-- Begin --

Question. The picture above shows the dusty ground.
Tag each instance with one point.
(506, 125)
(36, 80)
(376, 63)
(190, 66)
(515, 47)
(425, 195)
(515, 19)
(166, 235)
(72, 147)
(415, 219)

-- End --

◆ Work required
Convert the lines above into a JSON list of strings, one string per line, and omit any blank lines.

◆ Output for this exercise
[
  "Question. The picture above shows the dusty ground.",
  "Tag each instance with one point.",
  "(506, 125)",
  "(36, 80)",
  "(376, 63)",
  "(190, 66)",
  "(515, 47)",
  "(425, 195)",
  "(515, 19)",
  "(166, 235)",
  "(72, 147)",
  "(415, 219)"
]